** start **

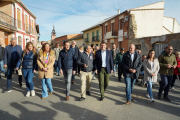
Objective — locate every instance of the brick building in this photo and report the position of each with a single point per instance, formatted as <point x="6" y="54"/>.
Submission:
<point x="140" y="22"/>
<point x="157" y="43"/>
<point x="61" y="39"/>
<point x="16" y="20"/>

** end **

## Problem to solve
Please write out every line of the items above again, without the pictures, keeping each request as it is and multiplying every x and y coordinate in the answers by 0.8, rounded to the nearest whole number with halves going up.

## Exercise result
Objective — locate every instance of the brick building in this photo and report the position of each with a single point per instance, formatted as <point x="6" y="54"/>.
Submission:
<point x="112" y="18"/>
<point x="126" y="34"/>
<point x="49" y="31"/>
<point x="13" y="16"/>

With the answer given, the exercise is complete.